AANGELEVERD FRAGMENT:
┄┄┄┄┄┄┄┄┄┄┄┄┄┄┄┄┄┄┄┄

Elk thema wordt afzonderlijk toegelicht.
Zowel ambtenaren van de provincie Gelderland als van de gemeente Eelerwoude leverden input voor het rapport. 
Ook omwonenden mochten meedenken, in een viertal werkgroepen, respectievelijk bestaande uit vier personen.
In het rapport zijn hier en daar kleine pareltjes te vinden van een bijna aandoenlijke eerlijkheid: 
Opgemerkt dient te worden dat 2 dagen voor de inloopbijeenkomst een eenzijdig dodelijk ongeval had plaats gevonden op dit traject waarbij een jonge bestuurder om het leven gekomen is door een aanrijding met een boom. (27-03-2017, provincie Gelderland)
De makers lijken gelukkig te beseffen dat er sprake is van een momentopname, en dus van een zekere willekeur.
Wie zou er, na een dodelijke aanrijding met een boom (om wat voor reden dan ook) in de eigen gemeenschap, tegen kap van 'gevaarlijke' bomen kunnen zijn?
Je moet wel een plaat voor je hoofd hebben om je op zo'n moment nog openlijk tégen de kap uit te spreken.

De N319 wordt netjes onderverdeeld in zestien overzichtelijke 'compartimenten', waarna zestien overzichtelijke conclusies worden getrokken en zestien beknopte aanbevelingen worden gedaan.

A4: Compartimenteren = faseren?
De indeling in compartimenten lijkt een duidelijk aanwijsbare reden te hebben, namelijk fasering van de kapwerkzaamheden:

Het projectteam acht het onwenselijk de vitaal uitziende bomen massaal te kappen om de verkeersveiligheid in één keer tot een maximaal niveau te brengen. Gezien de landschappelijke- en ecologische waarde van de bomen langs de N319, is in een vroeg
stadium van het verkenningsproces besloten dat het ongewenst en onhaalbaar is om kap- en aanplantmaatregelen in één keer uit te voeren. Het kappen van alle bomen binnen de obstakelvrije zone zou dan van dusdanige omvang zijn dat we kunnen spreken
van een kaalslag. Om die reden is naar een compartimentering van de bomenlaan gezocht dat structuur geeft aan het mogelijk faseren van de kap- en aanplantmaatregelen. (27-03-2017, provincie Gelderland)
De bovenstaande passage doet vermoeden dat de 150 jaar oude eiken in de 'obstakelvrije zone' grote kans lopen om er, op de langere termijn(!), allemáál aan te gaan.
Weg geschiedenis, weg streekeigen identiteit, weg herkenbare historische handelsroute, en vooral: weg (anderhalve eeuw) oude zomereiken, die in optimale omstandigheden de duizend jaar zouden kunnen halen en daarbij voor vele organismen een complete en onvervangbare leefwereld vormen.

┄┄┄┄┄┄┄┄┄┄┄┄┄┄┄┄┄┄┄┄

OPDRACHTEN:
• A. In hoeveel compartimenten wordt de N319 volgens de tekst over de bomen langs die weg verdeeld?
• B. Citeer uit de tekst over de bomen langs de N319 het stuk van "In het rapport" tot "uit te spreken.".
• C. Waarom is de bomenlaan langs de N319 in compartimenten verdeeld? Leg dit uit in één tot drie zinnen, op basis van de tekst over de bomen langs die weg.

Datasetrijen voor het aanwijzen van objecten:
┄┄┄┄┄┄┄┄┄┄┄┄┄┄┄┄┄┄┄┄

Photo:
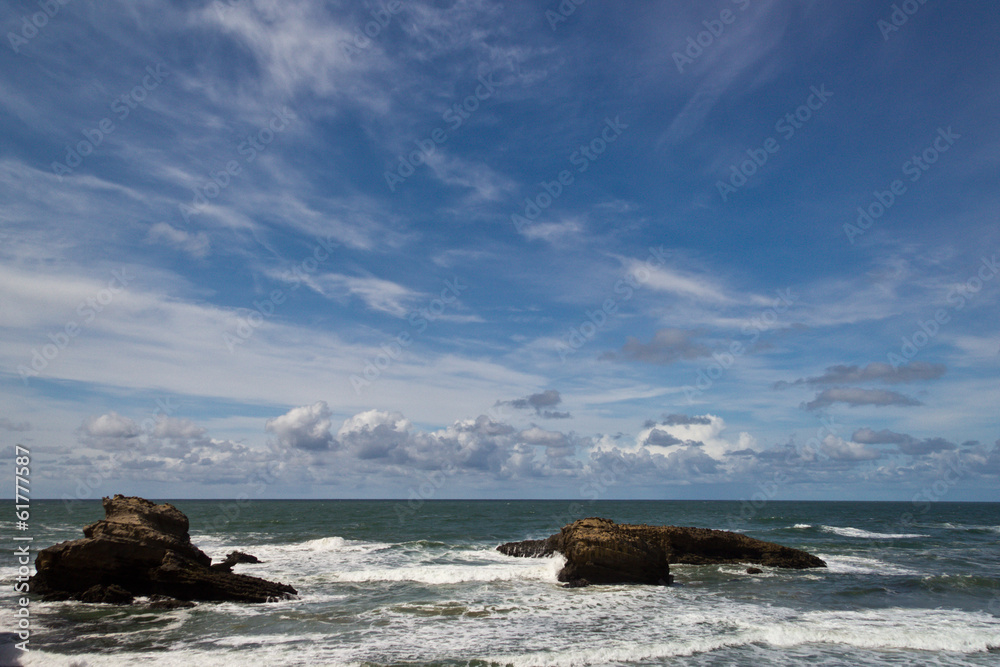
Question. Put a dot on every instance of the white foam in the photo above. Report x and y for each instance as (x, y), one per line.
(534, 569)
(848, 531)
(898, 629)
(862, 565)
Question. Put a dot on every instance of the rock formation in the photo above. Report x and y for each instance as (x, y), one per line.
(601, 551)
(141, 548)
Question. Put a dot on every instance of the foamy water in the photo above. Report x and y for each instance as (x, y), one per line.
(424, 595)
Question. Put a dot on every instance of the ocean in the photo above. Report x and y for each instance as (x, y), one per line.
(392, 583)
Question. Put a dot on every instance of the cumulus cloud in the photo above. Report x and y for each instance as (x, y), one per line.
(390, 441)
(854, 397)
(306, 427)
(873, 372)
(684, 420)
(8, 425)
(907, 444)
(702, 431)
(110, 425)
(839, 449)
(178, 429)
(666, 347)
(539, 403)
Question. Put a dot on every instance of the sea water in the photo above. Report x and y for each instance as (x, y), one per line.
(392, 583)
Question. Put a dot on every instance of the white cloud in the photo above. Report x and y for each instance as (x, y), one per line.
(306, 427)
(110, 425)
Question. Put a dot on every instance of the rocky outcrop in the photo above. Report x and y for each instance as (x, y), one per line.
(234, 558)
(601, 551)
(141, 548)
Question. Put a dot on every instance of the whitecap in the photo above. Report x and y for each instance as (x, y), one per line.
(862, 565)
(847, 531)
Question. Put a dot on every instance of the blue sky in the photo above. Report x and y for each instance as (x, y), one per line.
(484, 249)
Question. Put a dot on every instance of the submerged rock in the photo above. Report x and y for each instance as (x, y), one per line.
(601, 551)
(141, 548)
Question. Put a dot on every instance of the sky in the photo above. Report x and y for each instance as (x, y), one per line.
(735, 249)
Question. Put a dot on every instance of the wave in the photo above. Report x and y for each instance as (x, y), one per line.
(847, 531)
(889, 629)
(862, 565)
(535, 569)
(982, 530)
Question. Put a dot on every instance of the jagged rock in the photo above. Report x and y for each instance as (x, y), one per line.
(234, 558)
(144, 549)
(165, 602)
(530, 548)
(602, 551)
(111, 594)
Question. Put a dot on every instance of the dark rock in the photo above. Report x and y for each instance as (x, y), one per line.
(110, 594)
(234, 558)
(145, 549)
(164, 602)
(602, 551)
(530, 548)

┄┄┄┄┄┄┄┄┄┄┄┄┄┄┄┄┄┄┄┄

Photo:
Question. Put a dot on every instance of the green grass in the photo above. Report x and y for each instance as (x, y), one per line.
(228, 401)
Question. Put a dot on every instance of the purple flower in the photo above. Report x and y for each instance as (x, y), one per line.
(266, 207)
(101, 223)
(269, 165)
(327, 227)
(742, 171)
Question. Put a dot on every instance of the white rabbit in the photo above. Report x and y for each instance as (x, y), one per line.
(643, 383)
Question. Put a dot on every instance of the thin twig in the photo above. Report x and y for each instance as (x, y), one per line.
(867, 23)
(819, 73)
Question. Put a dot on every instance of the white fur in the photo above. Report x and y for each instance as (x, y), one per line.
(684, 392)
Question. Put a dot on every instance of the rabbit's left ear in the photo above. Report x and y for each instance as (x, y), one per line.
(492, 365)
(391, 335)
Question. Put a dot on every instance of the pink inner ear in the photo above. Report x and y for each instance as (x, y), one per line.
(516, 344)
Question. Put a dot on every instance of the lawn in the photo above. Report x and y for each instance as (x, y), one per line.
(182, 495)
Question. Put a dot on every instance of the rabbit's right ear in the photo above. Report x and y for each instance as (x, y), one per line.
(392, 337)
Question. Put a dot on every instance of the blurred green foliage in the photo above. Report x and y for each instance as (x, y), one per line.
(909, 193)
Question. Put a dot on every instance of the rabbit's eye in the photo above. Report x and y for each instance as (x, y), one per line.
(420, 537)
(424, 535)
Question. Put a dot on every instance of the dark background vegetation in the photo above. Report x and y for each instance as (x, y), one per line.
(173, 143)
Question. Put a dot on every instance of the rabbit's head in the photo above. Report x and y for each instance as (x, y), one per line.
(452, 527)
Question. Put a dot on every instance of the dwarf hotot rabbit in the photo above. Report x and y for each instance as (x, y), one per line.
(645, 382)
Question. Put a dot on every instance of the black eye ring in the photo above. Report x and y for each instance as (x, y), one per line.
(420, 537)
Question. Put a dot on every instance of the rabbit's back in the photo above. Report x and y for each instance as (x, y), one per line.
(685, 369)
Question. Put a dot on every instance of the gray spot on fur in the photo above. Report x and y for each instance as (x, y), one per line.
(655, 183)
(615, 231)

┄┄┄┄┄┄┄┄┄┄┄┄┄┄┄┄┄┄┄┄

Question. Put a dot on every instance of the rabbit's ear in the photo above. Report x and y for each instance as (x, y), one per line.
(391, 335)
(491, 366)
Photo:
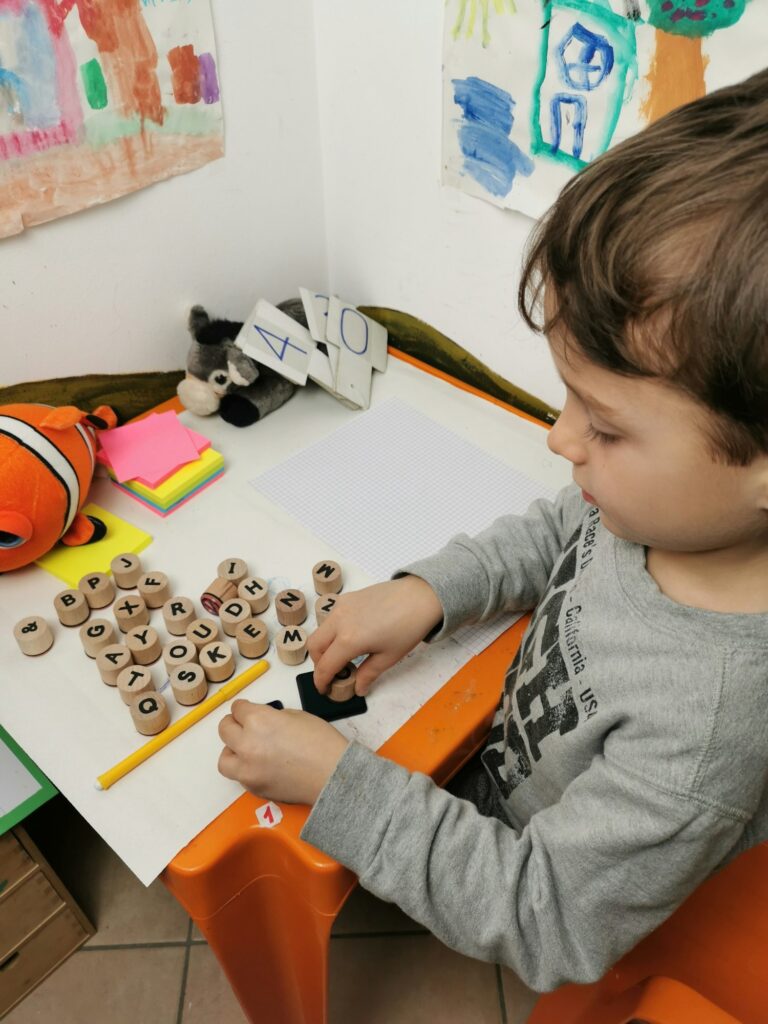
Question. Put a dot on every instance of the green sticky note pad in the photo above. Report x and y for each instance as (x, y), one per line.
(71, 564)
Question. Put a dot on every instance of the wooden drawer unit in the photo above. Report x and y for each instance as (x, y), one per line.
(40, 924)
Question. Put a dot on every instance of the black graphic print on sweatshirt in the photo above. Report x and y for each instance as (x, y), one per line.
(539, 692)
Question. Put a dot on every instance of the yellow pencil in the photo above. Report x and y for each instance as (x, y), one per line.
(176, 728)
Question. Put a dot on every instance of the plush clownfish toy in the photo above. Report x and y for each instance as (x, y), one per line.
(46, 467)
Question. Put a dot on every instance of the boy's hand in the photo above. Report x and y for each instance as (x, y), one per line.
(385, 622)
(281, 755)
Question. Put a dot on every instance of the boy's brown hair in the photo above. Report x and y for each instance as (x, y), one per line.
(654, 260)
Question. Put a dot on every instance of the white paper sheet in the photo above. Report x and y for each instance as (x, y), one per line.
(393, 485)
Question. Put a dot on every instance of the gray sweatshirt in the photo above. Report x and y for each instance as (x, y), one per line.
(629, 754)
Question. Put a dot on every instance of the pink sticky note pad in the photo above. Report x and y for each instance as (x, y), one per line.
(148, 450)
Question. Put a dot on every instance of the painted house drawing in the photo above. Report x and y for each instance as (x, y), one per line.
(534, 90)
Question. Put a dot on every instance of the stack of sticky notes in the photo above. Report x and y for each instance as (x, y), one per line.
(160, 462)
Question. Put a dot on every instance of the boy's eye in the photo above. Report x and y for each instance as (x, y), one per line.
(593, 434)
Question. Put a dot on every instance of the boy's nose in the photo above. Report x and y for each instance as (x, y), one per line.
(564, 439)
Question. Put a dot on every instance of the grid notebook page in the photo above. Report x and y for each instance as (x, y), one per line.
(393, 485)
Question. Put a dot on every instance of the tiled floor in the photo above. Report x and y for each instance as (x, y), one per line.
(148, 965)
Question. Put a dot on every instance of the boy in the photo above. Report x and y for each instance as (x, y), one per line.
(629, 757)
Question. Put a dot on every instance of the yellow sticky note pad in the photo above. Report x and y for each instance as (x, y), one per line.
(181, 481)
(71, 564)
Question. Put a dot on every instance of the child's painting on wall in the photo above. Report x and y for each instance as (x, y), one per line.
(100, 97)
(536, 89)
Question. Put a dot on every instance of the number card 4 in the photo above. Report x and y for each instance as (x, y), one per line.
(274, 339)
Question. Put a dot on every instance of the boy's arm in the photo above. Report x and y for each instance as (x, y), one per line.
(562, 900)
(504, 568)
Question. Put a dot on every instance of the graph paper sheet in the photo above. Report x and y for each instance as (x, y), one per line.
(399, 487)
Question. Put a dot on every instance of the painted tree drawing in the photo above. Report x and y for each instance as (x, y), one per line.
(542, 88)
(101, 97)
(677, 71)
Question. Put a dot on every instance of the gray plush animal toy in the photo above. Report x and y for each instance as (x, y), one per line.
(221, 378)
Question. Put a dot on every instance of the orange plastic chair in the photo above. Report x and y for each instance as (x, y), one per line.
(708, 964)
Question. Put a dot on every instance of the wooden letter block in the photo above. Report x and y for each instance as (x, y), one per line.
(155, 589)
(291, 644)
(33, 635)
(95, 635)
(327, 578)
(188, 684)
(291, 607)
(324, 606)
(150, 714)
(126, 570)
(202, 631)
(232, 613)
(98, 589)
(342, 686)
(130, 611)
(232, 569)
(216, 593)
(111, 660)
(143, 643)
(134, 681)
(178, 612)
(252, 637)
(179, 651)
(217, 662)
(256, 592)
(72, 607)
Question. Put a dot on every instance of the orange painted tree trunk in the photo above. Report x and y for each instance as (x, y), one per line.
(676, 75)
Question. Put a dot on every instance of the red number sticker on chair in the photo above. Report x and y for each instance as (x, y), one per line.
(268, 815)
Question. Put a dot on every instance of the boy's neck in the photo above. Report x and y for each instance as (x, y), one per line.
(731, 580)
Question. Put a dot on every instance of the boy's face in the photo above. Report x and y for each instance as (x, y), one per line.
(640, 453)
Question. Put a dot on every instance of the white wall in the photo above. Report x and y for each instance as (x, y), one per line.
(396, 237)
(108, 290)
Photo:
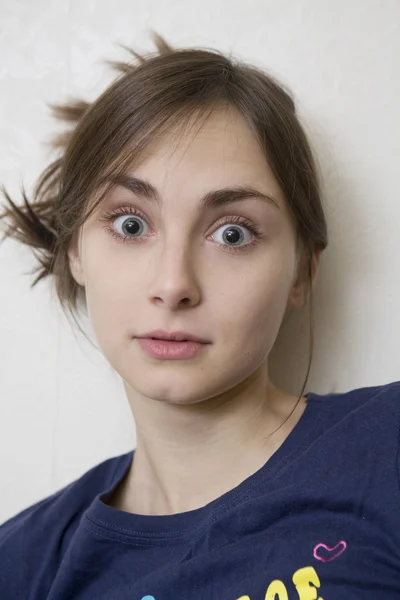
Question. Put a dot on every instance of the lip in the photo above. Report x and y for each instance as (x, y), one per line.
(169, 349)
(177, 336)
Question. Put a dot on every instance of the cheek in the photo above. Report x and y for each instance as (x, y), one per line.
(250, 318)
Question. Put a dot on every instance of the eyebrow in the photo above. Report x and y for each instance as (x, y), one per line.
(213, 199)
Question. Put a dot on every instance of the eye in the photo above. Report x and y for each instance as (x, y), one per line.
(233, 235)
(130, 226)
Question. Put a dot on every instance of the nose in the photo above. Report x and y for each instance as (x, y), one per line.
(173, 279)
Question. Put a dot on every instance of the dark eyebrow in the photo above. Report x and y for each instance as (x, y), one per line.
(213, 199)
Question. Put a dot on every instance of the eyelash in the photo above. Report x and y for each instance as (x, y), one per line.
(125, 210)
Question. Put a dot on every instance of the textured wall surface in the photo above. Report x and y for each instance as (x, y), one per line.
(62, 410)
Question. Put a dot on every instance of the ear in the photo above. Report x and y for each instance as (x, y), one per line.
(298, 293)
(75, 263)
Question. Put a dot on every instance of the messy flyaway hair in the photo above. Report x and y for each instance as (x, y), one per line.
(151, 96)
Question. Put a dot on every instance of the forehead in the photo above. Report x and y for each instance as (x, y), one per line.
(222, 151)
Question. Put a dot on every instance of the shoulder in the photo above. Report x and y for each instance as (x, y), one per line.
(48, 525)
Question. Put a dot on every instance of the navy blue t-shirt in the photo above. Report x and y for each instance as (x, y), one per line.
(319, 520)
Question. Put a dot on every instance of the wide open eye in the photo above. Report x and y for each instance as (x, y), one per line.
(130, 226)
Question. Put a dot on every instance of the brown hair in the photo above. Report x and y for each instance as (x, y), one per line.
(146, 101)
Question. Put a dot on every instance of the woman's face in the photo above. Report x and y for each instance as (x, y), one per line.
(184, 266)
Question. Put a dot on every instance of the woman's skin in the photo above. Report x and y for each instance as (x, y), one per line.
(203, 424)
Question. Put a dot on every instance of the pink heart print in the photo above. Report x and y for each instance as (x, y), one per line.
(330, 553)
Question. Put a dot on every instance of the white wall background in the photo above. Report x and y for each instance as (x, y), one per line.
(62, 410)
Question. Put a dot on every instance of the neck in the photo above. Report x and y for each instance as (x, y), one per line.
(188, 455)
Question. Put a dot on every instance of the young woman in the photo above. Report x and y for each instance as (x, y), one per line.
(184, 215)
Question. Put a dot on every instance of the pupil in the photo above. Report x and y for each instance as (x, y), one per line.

┄┄┄┄┄┄┄┄┄┄┄┄┄┄┄┄┄┄┄┄

ANTWOORDEN PER OPDRACHT:
• A. In zestien compartimenten.

• B.
In het rapport zijn hier en daar kleine pareltjes te vinden van een bijna aandoenlijke eerlijkheid: 
Opgemerkt dient te worden dat 2 dagen voor de inloopbijeenkomst een eenzijdig dodelijk ongeval had plaats gevonden op dit traject waarbij een jonge bestuurder om het leven gekomen is door een aanrijding met een boom. (27-03-2017, provincie Gelderland)
De makers lijken gelukkig te beseffen dat er sprake is van een momentopname, en dus van een zekere willekeur.
Wie zou er, na een dodelijke aanrijding met een boom (om wat voor reden dan ook) in de eigen gemeenschap, tegen kap van 'gevaarlijke' bomen kunnen zijn?
Je moet wel een plaat voor je hoofd hebben om je op zo'n moment nog openlijk tégen de kap uit te spreken.

• C. Het projectteam vond het om de landschappelijke en ecologische waarde van de bomen ongewenst en onhaalbaar om alles in één keer te kappen en opnieuw te planten. Alle bomen in de obstakelvrije zone in één keer kappen zou een kaalslag zijn. Met de compartimenten kunnen de kap en de nieuwe aanplant in fasen worden uitgevoerd.